Over the last few years health has become a major part of my life.  It all started when I was diagnosed with Celiac disease.  All of a sudden I had to read every label and pay attention to everything that went in my mouth, on my head, skin, teeth… even some deodorants are best to stay away from.

I went ten years before I was properly diagnosed.  To think, the doctors had given up on me and were treating every symptom separately.  Since my diagnosis, and careful monitoring of my diet, I have felt like a whole new person and enjoyed becoming healthier and healthier.

Well today the doctor said: no more anemia, no more osteopenia, thyroid levels good, cholesterol good, everything is good good good – keep doing what I’m doing.  Yay!!
So it’s taken less than ten years for my body to correct itself.  Go body!

I know I’ve quote calorie count before but this one really struck a chord with me.

Don’t Exercise to Punish Yourself for Eating

By michelle_may_md on Jul 29, 2010 03:00 AM in Dieting & You

By Michelle May, M.D.

Powerless thinking is the root cause of a sedentary lifestyle. Rewire your brain with more powerful thoughts to create the vibrant, healthy life you desire. Here are six examples:

Powerless Thought #1: I have to exercise to lose weight.

**Work task A**
Answer these from the health blog post above:
(i) How many years did the writer go before being properly diagnosed?
(ii) Which two conditions did the doctor say the writer no longer has?
(iii) In what category was the Michelle May piece posted?
**Work task B**
Reproduce the stretch of the health blog post from "So it’s taken" through "to lose weight." word for word.

**Source material**
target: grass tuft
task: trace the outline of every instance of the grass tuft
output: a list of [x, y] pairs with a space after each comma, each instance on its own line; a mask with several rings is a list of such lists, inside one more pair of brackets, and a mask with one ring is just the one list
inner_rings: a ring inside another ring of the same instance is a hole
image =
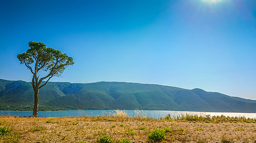
[[104, 135], [103, 137], [97, 138], [97, 142], [99, 143], [113, 143], [114, 141], [106, 135]]
[[52, 123], [52, 119], [46, 121], [46, 123]]
[[152, 142], [159, 142], [165, 139], [165, 132], [164, 130], [155, 129], [149, 133], [148, 139]]
[[0, 127], [0, 136], [4, 135], [10, 132], [10, 129], [8, 127]]

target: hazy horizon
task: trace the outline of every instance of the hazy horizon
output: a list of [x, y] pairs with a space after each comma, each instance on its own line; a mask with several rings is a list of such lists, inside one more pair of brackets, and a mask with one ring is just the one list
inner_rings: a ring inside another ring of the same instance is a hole
[[158, 84], [256, 100], [255, 1], [1, 4], [0, 79], [31, 80], [16, 56], [32, 41], [74, 59], [50, 82]]

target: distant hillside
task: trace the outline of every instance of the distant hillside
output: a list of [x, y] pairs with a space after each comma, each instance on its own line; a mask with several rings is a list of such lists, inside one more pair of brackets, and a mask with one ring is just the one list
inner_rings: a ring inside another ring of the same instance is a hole
[[[142, 109], [256, 113], [256, 101], [200, 89], [101, 82], [49, 82], [40, 91], [40, 110]], [[32, 110], [31, 83], [0, 79], [0, 110]]]

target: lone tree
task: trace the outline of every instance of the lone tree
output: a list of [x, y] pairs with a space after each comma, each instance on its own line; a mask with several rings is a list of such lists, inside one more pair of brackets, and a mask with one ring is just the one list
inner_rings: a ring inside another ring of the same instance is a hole
[[[30, 41], [28, 43], [30, 49], [26, 52], [18, 54], [17, 57], [20, 64], [24, 64], [33, 74], [32, 86], [33, 87], [35, 102], [34, 105], [33, 115], [37, 117], [39, 105], [39, 90], [47, 83], [53, 76], [59, 76], [65, 69], [69, 65], [74, 64], [71, 57], [66, 54], [51, 48], [46, 48], [46, 45], [41, 42]], [[32, 67], [31, 65], [35, 66]], [[44, 70], [47, 74], [43, 77], [39, 78], [38, 72]], [[46, 79], [46, 82], [43, 82]]]

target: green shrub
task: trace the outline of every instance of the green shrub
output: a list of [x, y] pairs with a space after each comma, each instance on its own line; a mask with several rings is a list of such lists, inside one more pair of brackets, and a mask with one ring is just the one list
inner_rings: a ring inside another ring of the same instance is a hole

**Output A**
(i) Ten years.
(ii) Anemia and osteopenia.
(iii) Dieting & You.

**Output B**
So it’s taken less than ten years for my body to correct itself.  Go body!

I know I’ve quote calorie count before but this one really struck a chord with me.

Don’t Exercise to Punish Yourself for Eating

By michelle_may_md on Jul 29, 2010 03:00 AM in Dieting & You

By Michelle May, M.D.

Powerless thinking is the root cause of a sedentary lifestyle. Rewire your brain with more powerful thoughts to create the vibrant, healthy life you desire. Here are six examples:

Powerless Thought #1: I have to exercise to lose weight.